» Requirement: Tally the lines in the items below that contain the string "long", treating uppercase and lowercase as different. Give only the number.

Items from a dataset
━━━━━━━━━━━━━━━━━━━━━━━━━━━━━━

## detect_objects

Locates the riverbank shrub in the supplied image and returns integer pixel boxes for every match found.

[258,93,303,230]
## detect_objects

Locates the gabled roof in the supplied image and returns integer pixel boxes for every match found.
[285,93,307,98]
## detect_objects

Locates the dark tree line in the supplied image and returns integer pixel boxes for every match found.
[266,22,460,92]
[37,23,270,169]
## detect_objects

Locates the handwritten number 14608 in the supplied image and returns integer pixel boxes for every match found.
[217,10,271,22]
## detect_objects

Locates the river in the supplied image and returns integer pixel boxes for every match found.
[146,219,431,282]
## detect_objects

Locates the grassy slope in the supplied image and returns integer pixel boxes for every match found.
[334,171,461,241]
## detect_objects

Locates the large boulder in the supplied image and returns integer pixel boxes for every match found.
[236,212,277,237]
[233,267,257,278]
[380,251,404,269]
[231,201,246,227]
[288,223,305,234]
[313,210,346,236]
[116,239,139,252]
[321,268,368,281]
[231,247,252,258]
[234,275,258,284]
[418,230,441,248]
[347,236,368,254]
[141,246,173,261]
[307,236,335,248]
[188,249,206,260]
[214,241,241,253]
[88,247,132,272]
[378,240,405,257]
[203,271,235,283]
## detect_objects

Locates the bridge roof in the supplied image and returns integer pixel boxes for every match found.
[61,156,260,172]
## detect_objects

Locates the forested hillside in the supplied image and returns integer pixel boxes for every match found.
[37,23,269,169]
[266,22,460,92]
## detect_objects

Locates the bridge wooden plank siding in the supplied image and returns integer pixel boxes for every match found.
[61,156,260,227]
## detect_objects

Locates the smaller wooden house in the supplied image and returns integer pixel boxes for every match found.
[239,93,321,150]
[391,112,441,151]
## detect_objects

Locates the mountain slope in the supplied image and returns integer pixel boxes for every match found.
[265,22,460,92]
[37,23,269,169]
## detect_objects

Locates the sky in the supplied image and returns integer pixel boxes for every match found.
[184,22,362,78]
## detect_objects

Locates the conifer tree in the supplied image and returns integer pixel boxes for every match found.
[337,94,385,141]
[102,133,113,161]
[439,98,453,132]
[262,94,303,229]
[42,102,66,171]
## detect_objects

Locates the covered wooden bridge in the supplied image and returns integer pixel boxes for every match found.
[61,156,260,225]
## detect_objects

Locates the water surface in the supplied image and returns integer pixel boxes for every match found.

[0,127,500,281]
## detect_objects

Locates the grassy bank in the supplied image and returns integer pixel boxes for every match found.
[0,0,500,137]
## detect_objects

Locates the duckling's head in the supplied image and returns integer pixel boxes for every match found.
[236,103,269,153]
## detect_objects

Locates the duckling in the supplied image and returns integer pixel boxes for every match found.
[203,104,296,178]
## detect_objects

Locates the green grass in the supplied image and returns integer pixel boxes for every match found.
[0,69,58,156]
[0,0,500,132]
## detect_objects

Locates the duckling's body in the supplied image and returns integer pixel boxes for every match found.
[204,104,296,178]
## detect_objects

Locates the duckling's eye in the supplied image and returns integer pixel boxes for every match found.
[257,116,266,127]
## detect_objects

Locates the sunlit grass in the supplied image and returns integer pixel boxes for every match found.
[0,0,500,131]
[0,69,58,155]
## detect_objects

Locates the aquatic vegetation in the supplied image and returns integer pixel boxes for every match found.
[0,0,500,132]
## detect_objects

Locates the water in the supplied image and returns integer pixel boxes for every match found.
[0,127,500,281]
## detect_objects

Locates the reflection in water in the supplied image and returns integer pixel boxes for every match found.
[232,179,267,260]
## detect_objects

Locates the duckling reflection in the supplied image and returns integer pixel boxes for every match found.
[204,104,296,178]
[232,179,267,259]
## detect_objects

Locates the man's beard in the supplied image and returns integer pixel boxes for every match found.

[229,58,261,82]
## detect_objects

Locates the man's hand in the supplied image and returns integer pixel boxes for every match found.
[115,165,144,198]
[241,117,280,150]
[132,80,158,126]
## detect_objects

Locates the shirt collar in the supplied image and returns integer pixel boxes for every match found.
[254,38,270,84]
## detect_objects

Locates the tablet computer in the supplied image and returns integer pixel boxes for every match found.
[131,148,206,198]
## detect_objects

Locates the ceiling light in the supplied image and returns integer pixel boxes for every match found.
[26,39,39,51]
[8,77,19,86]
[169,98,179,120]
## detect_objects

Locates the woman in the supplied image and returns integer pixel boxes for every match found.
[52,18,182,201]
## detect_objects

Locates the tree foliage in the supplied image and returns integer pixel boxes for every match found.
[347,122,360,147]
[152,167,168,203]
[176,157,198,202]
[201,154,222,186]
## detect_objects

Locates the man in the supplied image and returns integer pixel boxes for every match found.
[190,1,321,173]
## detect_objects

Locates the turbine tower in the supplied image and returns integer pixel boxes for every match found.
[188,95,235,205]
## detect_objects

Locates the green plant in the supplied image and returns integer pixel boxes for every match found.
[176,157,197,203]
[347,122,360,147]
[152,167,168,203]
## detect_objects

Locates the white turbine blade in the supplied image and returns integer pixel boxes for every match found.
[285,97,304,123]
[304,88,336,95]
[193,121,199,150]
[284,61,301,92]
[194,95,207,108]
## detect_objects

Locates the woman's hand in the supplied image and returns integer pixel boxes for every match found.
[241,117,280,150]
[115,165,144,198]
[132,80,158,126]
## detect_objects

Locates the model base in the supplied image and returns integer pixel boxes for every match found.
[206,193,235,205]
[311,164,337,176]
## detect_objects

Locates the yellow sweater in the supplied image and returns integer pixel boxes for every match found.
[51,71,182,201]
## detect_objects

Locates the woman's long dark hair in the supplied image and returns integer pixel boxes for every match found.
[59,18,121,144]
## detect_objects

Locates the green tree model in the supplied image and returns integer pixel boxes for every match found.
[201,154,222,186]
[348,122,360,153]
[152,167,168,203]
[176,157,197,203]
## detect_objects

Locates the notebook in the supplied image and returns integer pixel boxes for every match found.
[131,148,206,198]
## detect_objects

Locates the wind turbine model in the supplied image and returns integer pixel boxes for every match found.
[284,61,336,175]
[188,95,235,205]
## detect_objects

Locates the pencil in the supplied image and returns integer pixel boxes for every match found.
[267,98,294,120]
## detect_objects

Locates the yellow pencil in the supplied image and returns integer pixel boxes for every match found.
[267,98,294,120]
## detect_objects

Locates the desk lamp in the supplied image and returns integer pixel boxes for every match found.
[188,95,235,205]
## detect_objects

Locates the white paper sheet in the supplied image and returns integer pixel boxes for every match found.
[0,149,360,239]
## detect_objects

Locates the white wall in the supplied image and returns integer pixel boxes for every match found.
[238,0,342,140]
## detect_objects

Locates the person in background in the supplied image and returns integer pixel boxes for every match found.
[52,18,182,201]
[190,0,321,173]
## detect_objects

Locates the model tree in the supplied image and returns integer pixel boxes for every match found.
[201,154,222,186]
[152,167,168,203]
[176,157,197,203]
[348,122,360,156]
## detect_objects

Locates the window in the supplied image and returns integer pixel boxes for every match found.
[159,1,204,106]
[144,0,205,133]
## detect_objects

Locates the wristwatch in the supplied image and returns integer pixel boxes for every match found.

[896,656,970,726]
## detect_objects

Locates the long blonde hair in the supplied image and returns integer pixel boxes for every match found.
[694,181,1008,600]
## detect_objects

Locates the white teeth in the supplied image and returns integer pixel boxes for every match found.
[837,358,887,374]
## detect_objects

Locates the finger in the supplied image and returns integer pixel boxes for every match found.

━━━━━━━━━━━━━━━━━━━━━━━━━━━━━━

» Exercise output: 2